§ **The records**:
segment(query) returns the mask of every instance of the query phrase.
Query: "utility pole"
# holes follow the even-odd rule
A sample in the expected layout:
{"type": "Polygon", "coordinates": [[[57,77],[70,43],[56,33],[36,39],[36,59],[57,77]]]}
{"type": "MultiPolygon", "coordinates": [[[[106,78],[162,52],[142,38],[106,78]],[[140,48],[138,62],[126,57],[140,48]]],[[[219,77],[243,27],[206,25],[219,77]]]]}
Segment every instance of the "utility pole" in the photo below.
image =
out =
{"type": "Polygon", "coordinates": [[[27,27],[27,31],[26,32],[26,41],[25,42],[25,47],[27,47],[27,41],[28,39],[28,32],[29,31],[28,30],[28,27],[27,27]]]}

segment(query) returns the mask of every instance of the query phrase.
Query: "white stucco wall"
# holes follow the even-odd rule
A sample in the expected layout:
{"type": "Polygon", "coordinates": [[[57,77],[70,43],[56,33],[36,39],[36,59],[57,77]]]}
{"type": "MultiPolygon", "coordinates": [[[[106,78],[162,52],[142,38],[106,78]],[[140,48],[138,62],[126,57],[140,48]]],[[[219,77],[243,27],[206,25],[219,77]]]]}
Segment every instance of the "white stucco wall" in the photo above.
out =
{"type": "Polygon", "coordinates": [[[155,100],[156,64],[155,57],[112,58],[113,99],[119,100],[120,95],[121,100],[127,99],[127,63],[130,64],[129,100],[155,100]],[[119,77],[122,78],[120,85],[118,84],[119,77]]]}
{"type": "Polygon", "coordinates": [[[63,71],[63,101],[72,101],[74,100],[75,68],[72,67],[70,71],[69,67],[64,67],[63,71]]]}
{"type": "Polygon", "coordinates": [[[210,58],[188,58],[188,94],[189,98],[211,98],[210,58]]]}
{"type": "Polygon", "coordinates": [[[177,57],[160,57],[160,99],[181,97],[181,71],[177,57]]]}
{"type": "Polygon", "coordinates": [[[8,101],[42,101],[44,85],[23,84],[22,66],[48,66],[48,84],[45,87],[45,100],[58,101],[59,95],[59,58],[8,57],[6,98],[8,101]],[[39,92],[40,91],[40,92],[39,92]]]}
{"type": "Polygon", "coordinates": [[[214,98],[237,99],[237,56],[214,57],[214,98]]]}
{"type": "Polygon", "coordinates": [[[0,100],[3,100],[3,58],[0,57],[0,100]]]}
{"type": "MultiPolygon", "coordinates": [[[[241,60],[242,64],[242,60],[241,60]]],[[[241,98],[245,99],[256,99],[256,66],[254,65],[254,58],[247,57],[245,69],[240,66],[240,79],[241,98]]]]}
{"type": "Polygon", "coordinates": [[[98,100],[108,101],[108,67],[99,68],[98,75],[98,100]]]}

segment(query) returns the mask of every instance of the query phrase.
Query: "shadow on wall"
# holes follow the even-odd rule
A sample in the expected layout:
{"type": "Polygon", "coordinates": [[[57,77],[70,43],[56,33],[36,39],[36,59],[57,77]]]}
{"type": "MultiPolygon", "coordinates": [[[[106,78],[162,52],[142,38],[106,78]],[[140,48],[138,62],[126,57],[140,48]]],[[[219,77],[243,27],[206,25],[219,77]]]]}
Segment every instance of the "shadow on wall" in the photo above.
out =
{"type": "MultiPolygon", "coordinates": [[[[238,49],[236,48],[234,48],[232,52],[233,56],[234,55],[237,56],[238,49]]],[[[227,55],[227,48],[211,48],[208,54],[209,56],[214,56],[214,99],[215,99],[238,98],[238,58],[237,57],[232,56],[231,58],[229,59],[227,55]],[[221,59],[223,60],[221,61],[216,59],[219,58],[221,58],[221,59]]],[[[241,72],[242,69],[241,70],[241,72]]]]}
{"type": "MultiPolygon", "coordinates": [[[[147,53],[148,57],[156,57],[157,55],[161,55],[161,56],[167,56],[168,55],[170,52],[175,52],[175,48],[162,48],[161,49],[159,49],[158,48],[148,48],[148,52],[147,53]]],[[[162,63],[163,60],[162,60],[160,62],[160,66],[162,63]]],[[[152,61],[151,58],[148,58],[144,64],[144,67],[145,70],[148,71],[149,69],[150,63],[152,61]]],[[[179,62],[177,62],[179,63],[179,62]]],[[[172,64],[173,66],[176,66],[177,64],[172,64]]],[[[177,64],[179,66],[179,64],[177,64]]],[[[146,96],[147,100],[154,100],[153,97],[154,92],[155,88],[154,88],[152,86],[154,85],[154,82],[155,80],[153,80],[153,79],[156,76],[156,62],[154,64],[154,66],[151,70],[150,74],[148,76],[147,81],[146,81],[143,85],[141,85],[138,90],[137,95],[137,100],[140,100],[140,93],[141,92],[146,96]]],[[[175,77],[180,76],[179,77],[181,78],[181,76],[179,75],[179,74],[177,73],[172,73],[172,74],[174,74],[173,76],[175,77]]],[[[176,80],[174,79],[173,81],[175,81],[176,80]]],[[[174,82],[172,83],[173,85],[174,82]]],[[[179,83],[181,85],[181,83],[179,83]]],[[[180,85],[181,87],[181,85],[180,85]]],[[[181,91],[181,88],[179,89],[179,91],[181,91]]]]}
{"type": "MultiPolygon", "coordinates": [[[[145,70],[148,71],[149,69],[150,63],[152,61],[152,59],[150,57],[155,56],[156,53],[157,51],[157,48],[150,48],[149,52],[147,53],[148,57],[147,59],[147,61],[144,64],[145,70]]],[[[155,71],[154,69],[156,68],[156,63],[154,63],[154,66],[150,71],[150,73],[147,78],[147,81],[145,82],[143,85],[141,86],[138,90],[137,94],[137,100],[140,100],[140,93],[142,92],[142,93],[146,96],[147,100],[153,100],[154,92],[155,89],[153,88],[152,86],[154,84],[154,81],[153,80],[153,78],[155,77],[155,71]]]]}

§ **Your objective**:
Return each line of the data above that contains the string "wall". Case counts.

§ **Answer for this exercise**:
Query: "white stucco wall"
Segment every instance of the "white stucco wall" in the photo above.
Query: "shadow on wall"
Segment every instance of the "shadow on wall" in the photo above.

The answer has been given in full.